**AUSGANGSTEXT**
§ §
Der Verwaltungsgerichtshof hat im Erkenntnis vom 22. Oktober 2009, Zl. 2009/21/0293, ausgeführt, dass Anträge nach den §§ 43 Abs.2, 44 Abs.3 und 4 NAG den Aufenthalt im Bundesgebiet voraussetzen und daraus zwingend das Recht abzuleiten sei, die Entscheidung über den Antrag auf Erteilung einer humanitären Niederlassungsbewilligung im Inland abwarten zu dürfen. Das vom Verwaltungsgerichtshof in diesem Erkenntnis angenommene Abschiebeverbot wird nunmehr seit der mit 1. Jänner 2010 in Kraft getretenen Novelle BGBl I. Nr. 122/2009 nach den Voraussetzungen der Ausnahme des § 44 Abs.5 NAG geregelt. 

 

Dem Bw kann daher ein schuldhaftes Verhalten nicht vorgeworfen werden, weil dem vom Verwaltungsgerichtshof postulierten "Bleiberecht nach dem NAG" zwangsläufig auch ein über den Abschiebeschutz und über die durch Antrag eingeleiteten Verfahren hinausgehender Inhalt zukommt. Denn wenn nach einer Interessenabwägung iSd Art. 8 EMRK die Ausweisung des Bw auf Dauer unzulässig ist, so müsste ihm von Amts wegen ein Aufenthaltstitel nach § 43 Abs.2 oder § 44 Abs.3 NAG erteilt werden. Dies ist allerdings nach § 44b Abs.3 letzter Satz NAG nur möglich, solange sich der Fremde im Bundesgebiet aufhält. Für den Bw lag somit eine entschuldigende Notstandssituation iSd § 6 VStG mit einem unauflöslichen Interessenkonflikt vor, wenn er einerseits zur Ausreise verpflichtet war und andererseits aber im Inland bleiben musste, damit die Verleihung eines Aufenthaltsrechtes infolge einer für den Bw positiven Ausweisungsentscheidung überhaupt möglich war.

 

Aufgrund seines langjährigen Aufenthalts und seiner guten Integration in Österreich konnte der Bw damit rechnen – seine Vermutung hat sich schließlich dadurch bestätigt, dass mit Bescheid der Sicherheitsdirektion vom 19.05.2011 seine Ausweisung auf Dauer unzulässig erklärt wurde –, dass der gegen ihn erlassene Ausweisungsbescheid nicht rechtskräftig wird und er Österreich nicht verlassen muss, sodass sein illegaler Aufenthalt im Zeitraum von 12.02.2010 bis zur Stellung des Antrags nach dem NAG auch unter dem vorerwähnten Aspekt zu betrachten ist.
§ §
**ZU ERLEDIGENDE AUFGABEN**
**1.** Fassen Sie den Absatz des Ausgangstexts, der mit „Dem Bw kann daher“ beginnt, als knappe Stichpunktliste zusammen, die seine wesentlichen Aussagen enthält.
**2.** Setzen Sie den Ausgangstext über die Rechtslage zum Aufenthalt des Bw im Anschluss an seinen letzten Satz fort.
Das Material unten stammt aus einer anderen Quelle als der Ausgangstext.

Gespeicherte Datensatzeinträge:
§ §
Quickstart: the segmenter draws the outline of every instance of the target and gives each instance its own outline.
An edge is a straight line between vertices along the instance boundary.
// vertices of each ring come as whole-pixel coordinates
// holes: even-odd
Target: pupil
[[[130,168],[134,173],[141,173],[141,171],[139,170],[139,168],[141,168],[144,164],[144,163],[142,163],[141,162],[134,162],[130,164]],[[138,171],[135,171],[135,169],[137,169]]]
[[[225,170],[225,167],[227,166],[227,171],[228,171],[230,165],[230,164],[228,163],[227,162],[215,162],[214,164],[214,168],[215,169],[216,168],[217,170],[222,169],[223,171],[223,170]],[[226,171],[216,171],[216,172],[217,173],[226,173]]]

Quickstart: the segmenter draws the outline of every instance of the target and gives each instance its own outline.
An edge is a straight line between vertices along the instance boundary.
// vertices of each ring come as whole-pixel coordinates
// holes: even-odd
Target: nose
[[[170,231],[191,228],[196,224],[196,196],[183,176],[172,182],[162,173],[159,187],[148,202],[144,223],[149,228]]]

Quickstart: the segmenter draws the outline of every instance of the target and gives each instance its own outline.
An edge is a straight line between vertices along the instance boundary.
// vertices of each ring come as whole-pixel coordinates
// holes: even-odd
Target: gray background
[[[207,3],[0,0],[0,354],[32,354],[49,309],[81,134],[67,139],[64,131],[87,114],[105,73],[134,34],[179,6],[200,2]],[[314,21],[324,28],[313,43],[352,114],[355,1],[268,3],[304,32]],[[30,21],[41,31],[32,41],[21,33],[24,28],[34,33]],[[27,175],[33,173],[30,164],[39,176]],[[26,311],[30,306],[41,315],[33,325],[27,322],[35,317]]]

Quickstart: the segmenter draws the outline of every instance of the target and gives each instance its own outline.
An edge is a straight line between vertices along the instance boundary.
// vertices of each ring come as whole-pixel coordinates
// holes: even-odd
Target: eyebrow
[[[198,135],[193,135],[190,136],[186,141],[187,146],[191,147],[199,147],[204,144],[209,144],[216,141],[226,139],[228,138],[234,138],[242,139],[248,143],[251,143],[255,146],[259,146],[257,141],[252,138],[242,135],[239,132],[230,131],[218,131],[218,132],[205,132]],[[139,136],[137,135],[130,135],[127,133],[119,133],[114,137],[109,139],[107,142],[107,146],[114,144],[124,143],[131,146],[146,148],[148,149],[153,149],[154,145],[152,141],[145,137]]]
§ §
**ERGEBNISSE JE AUFGABE**
**1.**
- Dem Bw ist kein schuldhaftes Verhalten vorzuwerfen. Das vom Verwaltungsgerichtshof postulierte „Bleiberecht nach dem NAG“ reicht über den Abschiebeschutz und die durch Antrag eingeleiteten Verfahren hinaus.
- Ist die Ausweisung nach einer Interessenabwägung iSd Art. 8 EMRK auf Dauer unzulässig, müsste dem Bw von Amts wegen ein Aufenthaltstitel nach § 43 Abs.2 oder § 44 Abs.3 NAG erteilt werden.
- Dies ist nach § 44b Abs.3 letzter Satz NAG nur möglich, solange sich der Fremde im Bundesgebiet aufhält.
- Daraus ergibt sich eine entschuldigende Notstandssituation iSd § 6 VStG mit einem unauflöslichen Interessenkonflikt. Der Bw war zur Ausreise verpflichtet, musste aber im Inland bleiben, damit ihm nach einer positiven Ausweisungsentscheidung überhaupt ein Aufenthaltsrecht verliehen werden konnte.

**2.**
3.3.4. Der Berufung war daher gemäß § 24 VStG iVm § 66 Abs.4 AVG stattzugeben, das angefochtene Straferkenntnis aufzuheben und das Strafverfahren gemäß § 45 Abs.1 Z 2 VStG einzustellen.

 

4. Ergänzend dazu wird festgehalten, dass mittlerweile einerseits laut FI-Auszug dem Bw am 11. Mai 2011 vom Magistrat der Landeshauptstadt Linz eine "quotenfreie Erstniederlassungsbewilligung – erwerbstätig" erteilt wurde und anderseits mit Bescheid der Sicherheitsdirektion Oberösterreich vom 19. Mai 2011, Zl. E1/10301/2010, festgestellt wurde, dass gemäß § 66 Abs.3 FPG die Ausweisung des Bw gemäß §§ 31, 53 und 66 FPG  aus Gründen einer ansonst drohenden Verletzung des Privat- und Familienlebens auf Dauer unzulässig ist.

 

5. Bei diesem Ergebnis war dem Bw gemäß § 66 Abs 1 VStG weder ein Beitrag zu den Kosten des Strafverfahrens vor der belangten Behörde noch ein Beitrag zu den Kosten des Verfahrens vor dem Oö. Verwaltungssenat vorzuschreiben.

Rechtsmittelbelehrung:

Gegen diesen Bescheid ist kein ordentliches Rechtsmittel zulässig.

Hinweis:

Gegen diesen Bescheid kann innerhalb von sechs Wochen ab seiner Zustellung Beschwerde an den Verfassungsgerichtshof und/oder an den Verwaltungsgerichtshof erhoben werden; diese muss – von gesetzlichen Ausnahmen abgesehen – jeweils von einer bevollmächtigten Rechtsanwältin oder einem bevollmächtigten Rechtsanwalt eingebracht werden. Für jede dieser Beschwerden ist eine Eingabegebühr von 220 Euro zu entrichten.